Task to complete: From the first line to the last, give the records again exactly.

Data for this exercise:
· · ·
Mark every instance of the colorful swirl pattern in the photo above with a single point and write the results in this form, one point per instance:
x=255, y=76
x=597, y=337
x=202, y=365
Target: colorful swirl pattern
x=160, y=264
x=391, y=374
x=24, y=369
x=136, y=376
· · ·
Result for this task:
Mark every instance of the colorful swirl pattern in the photo above with a single point and write the results in this form, one point per instance:
x=255, y=76
x=597, y=337
x=202, y=365
Target: colorful swirl pattern
x=160, y=264
x=391, y=374
x=24, y=369
x=136, y=376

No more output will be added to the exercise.